### Task inputs
*****

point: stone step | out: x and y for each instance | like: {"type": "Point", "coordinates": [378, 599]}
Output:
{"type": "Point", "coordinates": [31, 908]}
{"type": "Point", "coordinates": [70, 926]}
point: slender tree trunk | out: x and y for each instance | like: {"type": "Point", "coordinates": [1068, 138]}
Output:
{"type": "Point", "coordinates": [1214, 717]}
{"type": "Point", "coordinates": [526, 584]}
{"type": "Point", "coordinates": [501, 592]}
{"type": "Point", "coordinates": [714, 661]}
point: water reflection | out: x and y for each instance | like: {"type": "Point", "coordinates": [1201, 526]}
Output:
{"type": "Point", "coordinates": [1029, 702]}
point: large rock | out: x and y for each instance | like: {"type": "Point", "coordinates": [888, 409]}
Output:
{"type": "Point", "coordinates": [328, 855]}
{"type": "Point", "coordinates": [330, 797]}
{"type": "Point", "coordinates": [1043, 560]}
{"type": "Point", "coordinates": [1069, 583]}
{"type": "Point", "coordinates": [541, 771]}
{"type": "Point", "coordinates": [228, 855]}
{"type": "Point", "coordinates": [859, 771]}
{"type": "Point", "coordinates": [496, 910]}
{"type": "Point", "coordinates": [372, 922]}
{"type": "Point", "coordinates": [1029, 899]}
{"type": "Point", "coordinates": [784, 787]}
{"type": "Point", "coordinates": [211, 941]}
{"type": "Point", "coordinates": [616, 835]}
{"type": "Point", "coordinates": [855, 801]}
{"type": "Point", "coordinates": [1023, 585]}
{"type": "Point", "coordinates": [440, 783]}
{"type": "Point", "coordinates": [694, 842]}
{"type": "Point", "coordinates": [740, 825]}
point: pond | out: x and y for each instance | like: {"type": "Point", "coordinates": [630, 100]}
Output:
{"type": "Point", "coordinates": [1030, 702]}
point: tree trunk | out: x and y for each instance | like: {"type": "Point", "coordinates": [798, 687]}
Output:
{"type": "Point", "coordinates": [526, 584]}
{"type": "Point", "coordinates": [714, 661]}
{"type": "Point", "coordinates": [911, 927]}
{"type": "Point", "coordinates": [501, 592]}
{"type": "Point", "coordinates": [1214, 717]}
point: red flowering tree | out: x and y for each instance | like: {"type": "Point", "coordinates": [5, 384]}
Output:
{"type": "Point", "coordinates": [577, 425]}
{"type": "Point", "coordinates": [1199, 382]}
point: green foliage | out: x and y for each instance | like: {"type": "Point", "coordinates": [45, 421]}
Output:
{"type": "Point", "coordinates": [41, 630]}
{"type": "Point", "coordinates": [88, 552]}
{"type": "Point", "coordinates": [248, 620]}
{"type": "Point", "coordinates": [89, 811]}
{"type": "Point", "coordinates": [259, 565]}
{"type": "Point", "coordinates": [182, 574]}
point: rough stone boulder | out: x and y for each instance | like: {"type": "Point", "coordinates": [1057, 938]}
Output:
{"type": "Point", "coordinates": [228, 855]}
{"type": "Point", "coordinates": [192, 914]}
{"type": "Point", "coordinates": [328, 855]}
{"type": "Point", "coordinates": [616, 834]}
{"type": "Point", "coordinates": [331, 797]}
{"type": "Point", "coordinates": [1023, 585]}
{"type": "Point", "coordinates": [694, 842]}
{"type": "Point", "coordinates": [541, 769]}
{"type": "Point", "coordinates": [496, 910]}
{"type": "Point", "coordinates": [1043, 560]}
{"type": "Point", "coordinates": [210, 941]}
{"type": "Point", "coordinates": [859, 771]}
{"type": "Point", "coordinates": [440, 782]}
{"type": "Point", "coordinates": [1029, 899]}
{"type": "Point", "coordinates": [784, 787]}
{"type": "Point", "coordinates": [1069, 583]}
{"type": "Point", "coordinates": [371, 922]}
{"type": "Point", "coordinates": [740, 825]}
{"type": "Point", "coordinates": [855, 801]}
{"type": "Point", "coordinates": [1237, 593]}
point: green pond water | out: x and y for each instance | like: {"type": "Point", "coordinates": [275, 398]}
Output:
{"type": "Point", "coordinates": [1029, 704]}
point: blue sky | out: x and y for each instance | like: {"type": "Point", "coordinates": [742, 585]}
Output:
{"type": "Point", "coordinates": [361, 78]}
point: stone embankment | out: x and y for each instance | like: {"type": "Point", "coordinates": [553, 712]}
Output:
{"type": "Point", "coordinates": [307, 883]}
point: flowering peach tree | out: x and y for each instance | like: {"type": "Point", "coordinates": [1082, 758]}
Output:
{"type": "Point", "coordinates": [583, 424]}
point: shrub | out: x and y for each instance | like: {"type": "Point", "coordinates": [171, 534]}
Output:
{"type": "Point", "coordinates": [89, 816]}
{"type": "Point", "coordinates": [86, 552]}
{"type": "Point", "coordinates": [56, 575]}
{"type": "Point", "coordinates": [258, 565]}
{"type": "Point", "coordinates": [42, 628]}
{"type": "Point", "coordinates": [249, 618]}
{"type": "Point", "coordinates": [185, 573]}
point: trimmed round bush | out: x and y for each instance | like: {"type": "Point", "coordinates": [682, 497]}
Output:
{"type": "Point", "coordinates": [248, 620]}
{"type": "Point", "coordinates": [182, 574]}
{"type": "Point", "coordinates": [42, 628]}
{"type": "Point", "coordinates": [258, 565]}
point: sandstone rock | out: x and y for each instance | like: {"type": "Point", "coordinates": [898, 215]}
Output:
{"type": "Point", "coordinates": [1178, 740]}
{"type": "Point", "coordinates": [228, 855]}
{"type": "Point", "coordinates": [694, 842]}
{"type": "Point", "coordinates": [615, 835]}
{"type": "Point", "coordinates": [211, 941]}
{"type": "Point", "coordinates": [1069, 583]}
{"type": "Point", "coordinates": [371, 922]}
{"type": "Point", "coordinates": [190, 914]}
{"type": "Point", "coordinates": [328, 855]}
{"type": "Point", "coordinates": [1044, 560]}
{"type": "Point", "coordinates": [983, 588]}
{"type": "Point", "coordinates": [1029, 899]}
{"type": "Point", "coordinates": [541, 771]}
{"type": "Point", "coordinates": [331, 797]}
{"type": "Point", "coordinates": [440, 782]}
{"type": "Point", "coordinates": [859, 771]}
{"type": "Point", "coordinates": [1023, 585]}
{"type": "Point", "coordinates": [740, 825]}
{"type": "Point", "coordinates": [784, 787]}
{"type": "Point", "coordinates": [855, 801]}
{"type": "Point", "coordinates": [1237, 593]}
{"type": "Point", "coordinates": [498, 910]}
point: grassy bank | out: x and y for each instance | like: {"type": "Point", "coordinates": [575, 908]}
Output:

*****

### Aim of the exercise
Write down all the entries again without a single difference.

### Exercise output
point: stone step | out: x and y for each instance | like: {"type": "Point", "coordinates": [378, 599]}
Output:
{"type": "Point", "coordinates": [31, 908]}
{"type": "Point", "coordinates": [70, 926]}
point: slender tree trunk | out: x and y for each instance | like: {"type": "Point", "coordinates": [1068, 138]}
Output:
{"type": "Point", "coordinates": [1214, 717]}
{"type": "Point", "coordinates": [526, 584]}
{"type": "Point", "coordinates": [501, 592]}
{"type": "Point", "coordinates": [714, 661]}
point: water reflection | out: x and y for each instance | like: {"type": "Point", "coordinates": [1201, 526]}
Output:
{"type": "Point", "coordinates": [1029, 702]}
point: large rock | out: x and y for each instance | like: {"type": "Point", "coordinates": [888, 409]}
Output:
{"type": "Point", "coordinates": [328, 855]}
{"type": "Point", "coordinates": [330, 797]}
{"type": "Point", "coordinates": [1043, 560]}
{"type": "Point", "coordinates": [1069, 583]}
{"type": "Point", "coordinates": [541, 771]}
{"type": "Point", "coordinates": [228, 855]}
{"type": "Point", "coordinates": [859, 771]}
{"type": "Point", "coordinates": [496, 910]}
{"type": "Point", "coordinates": [372, 922]}
{"type": "Point", "coordinates": [1029, 899]}
{"type": "Point", "coordinates": [784, 787]}
{"type": "Point", "coordinates": [211, 941]}
{"type": "Point", "coordinates": [616, 835]}
{"type": "Point", "coordinates": [855, 801]}
{"type": "Point", "coordinates": [1023, 585]}
{"type": "Point", "coordinates": [440, 783]}
{"type": "Point", "coordinates": [694, 842]}
{"type": "Point", "coordinates": [740, 825]}
point: pond | out: x and y for each instance | like: {"type": "Point", "coordinates": [630, 100]}
Output:
{"type": "Point", "coordinates": [1030, 702]}
point: tree trunk | out: x and y for each instance | like: {"type": "Point", "coordinates": [798, 687]}
Output:
{"type": "Point", "coordinates": [526, 584]}
{"type": "Point", "coordinates": [714, 661]}
{"type": "Point", "coordinates": [911, 927]}
{"type": "Point", "coordinates": [501, 592]}
{"type": "Point", "coordinates": [1214, 717]}
point: red flowering tree | out: x and y for each instance | like: {"type": "Point", "coordinates": [5, 384]}
Output:
{"type": "Point", "coordinates": [577, 425]}
{"type": "Point", "coordinates": [1199, 382]}
point: green foliage | out: x and y for each instance | like: {"type": "Point", "coordinates": [45, 421]}
Output:
{"type": "Point", "coordinates": [41, 630]}
{"type": "Point", "coordinates": [88, 552]}
{"type": "Point", "coordinates": [248, 620]}
{"type": "Point", "coordinates": [89, 811]}
{"type": "Point", "coordinates": [259, 565]}
{"type": "Point", "coordinates": [182, 574]}
point: rough stone boulder | out: x and y for each instance | like: {"type": "Point", "coordinates": [1057, 938]}
Output:
{"type": "Point", "coordinates": [228, 855]}
{"type": "Point", "coordinates": [192, 914]}
{"type": "Point", "coordinates": [328, 855]}
{"type": "Point", "coordinates": [616, 834]}
{"type": "Point", "coordinates": [331, 797]}
{"type": "Point", "coordinates": [1023, 585]}
{"type": "Point", "coordinates": [694, 842]}
{"type": "Point", "coordinates": [541, 769]}
{"type": "Point", "coordinates": [496, 910]}
{"type": "Point", "coordinates": [1043, 560]}
{"type": "Point", "coordinates": [210, 941]}
{"type": "Point", "coordinates": [859, 771]}
{"type": "Point", "coordinates": [440, 782]}
{"type": "Point", "coordinates": [1029, 899]}
{"type": "Point", "coordinates": [784, 787]}
{"type": "Point", "coordinates": [1069, 583]}
{"type": "Point", "coordinates": [371, 922]}
{"type": "Point", "coordinates": [740, 825]}
{"type": "Point", "coordinates": [855, 801]}
{"type": "Point", "coordinates": [1237, 593]}
point: green pond water | out: x and y for each instance | like: {"type": "Point", "coordinates": [275, 398]}
Output:
{"type": "Point", "coordinates": [1029, 704]}
point: blue sky | out: x and y for each instance | like: {"type": "Point", "coordinates": [742, 585]}
Output:
{"type": "Point", "coordinates": [361, 78]}
point: stone embankment | out: x and y for each instance | like: {"type": "Point", "coordinates": [553, 712]}
Output:
{"type": "Point", "coordinates": [307, 883]}
point: flowering peach tree | out: x and y for each instance | like: {"type": "Point", "coordinates": [1082, 758]}
Output:
{"type": "Point", "coordinates": [583, 424]}
point: shrub | out: x and y for each instance | like: {"type": "Point", "coordinates": [171, 534]}
Output:
{"type": "Point", "coordinates": [89, 816]}
{"type": "Point", "coordinates": [86, 552]}
{"type": "Point", "coordinates": [56, 575]}
{"type": "Point", "coordinates": [258, 565]}
{"type": "Point", "coordinates": [42, 628]}
{"type": "Point", "coordinates": [249, 618]}
{"type": "Point", "coordinates": [185, 573]}
point: trimmed round bush | out: x and y for each instance | like: {"type": "Point", "coordinates": [682, 497]}
Output:
{"type": "Point", "coordinates": [248, 620]}
{"type": "Point", "coordinates": [182, 574]}
{"type": "Point", "coordinates": [42, 628]}
{"type": "Point", "coordinates": [258, 565]}
point: sandstone rock | out: x and y for each instance | like: {"type": "Point", "coordinates": [898, 215]}
Output:
{"type": "Point", "coordinates": [1178, 740]}
{"type": "Point", "coordinates": [228, 855]}
{"type": "Point", "coordinates": [694, 842]}
{"type": "Point", "coordinates": [615, 835]}
{"type": "Point", "coordinates": [211, 941]}
{"type": "Point", "coordinates": [1069, 583]}
{"type": "Point", "coordinates": [371, 922]}
{"type": "Point", "coordinates": [190, 914]}
{"type": "Point", "coordinates": [328, 855]}
{"type": "Point", "coordinates": [1044, 560]}
{"type": "Point", "coordinates": [983, 588]}
{"type": "Point", "coordinates": [1029, 899]}
{"type": "Point", "coordinates": [541, 771]}
{"type": "Point", "coordinates": [331, 797]}
{"type": "Point", "coordinates": [440, 782]}
{"type": "Point", "coordinates": [859, 771]}
{"type": "Point", "coordinates": [1023, 585]}
{"type": "Point", "coordinates": [740, 825]}
{"type": "Point", "coordinates": [784, 787]}
{"type": "Point", "coordinates": [855, 801]}
{"type": "Point", "coordinates": [1237, 593]}
{"type": "Point", "coordinates": [498, 910]}
point: grassy bank | out: x and y for each instance | like: {"type": "Point", "coordinates": [575, 908]}
Output:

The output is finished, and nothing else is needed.